■ THINGS TO DO
• A. In the article on Blackstone's Hilton deal, rewrite everything from "That said, immediate" down to "in 80 markets.", putting "long-term investment" in place of "strategic investment".
• B. Answer these questions from the article on Blackstone's Hilton deal:
(i) How much did Blackstone agree to pay for Hilton, in US dollars?
(ii) How many LXR properties did Blackstone spend $1bn redeveloping?
(iii) When is the deal expected to close?

GLOBAL - Hilton Hotels could de-list early next year after Blackstone last week agreed to acquire the hospitality group for $26bn (€19bn).

Asked about the NYSE-listed firm's stated plans to reinvest in its new assets, Blackstone corporate communications senior vice-president John Ford said: "It's impossible to give details about plans for a company that is still in the public arena."

The firm said it planned to invest in the properties, in line with its track record of spending on acquisitions.

It previously spent $1bn on redeveloping 21 LXR properties, including 14 it took possession of in 2005 when it acquired Wyndham International.

Details of its value-adding plans are scarce, though Ford pointed out Blackstone "does a lot of refurbishment in hotels, if they need it, before selling them on".

That said, immediate sell-offs are unlikely as the group said in a statement: "Blackstone views Hilton as an important strategic investment; no significant divestitures are envisaged as a result of this transaction."

The all-cash deal will make Blackstone the world's largest hospitality firm, giving it control over an additional 480,000 hotel rooms in 80 markets.

The US private equity group has already built up a portfolio of 100,000 rooms - "ranging from mid-scale to luxury" - in the US and Europe over the past 15 years.

This latest deal is expected to close in Q4 2007 once it receives approval from Hilton shareholders and the competition authorities. Asked whether he expected resistance from Hilton shareholders, the spokesman said: "I wish I knew - but I don't. We'll have to wait to see how it pans out."

■ RAW DATA
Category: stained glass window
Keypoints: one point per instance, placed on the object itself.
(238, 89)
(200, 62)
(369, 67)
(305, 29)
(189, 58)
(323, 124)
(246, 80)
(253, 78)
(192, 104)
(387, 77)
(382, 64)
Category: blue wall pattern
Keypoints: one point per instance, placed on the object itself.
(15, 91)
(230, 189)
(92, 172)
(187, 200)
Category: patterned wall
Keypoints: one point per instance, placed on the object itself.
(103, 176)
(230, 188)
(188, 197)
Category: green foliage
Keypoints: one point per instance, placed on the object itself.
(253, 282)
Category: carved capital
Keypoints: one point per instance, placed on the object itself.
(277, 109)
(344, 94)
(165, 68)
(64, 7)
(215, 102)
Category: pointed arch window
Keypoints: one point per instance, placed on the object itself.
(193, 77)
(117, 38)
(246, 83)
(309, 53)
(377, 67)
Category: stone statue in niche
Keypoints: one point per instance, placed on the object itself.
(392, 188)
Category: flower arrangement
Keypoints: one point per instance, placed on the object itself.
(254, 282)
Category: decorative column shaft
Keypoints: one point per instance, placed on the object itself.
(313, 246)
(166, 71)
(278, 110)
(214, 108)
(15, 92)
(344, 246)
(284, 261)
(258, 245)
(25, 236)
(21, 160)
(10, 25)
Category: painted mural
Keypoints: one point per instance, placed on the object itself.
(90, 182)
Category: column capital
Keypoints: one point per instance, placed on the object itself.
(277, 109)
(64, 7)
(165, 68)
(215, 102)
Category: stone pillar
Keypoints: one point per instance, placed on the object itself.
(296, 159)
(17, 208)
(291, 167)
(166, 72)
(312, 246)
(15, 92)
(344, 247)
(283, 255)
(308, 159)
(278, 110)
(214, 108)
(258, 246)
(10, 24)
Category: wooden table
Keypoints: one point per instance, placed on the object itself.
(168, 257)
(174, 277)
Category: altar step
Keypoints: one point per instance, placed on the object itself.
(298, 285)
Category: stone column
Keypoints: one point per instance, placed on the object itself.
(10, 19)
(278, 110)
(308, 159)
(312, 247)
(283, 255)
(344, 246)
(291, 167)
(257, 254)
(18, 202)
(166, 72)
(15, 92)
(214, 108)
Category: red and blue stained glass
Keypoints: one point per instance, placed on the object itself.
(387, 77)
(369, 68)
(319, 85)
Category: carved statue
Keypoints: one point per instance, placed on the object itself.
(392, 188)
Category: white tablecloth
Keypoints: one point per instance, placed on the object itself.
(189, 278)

■ RESULTS FOR THE EXERCISE
• A.
That said, immediate sell-offs are unlikely as the group said in a statement: "Blackstone views Hilton as an important long-term investment; no significant divestitures are envisaged as a result of this transaction."

The all-cash deal will make Blackstone the world's largest hospitality firm, giving it control over an additional 480,000 hotel rooms in 80 markets.

• B.
(i) $26bn
(ii) 21
(iii) Q4 2007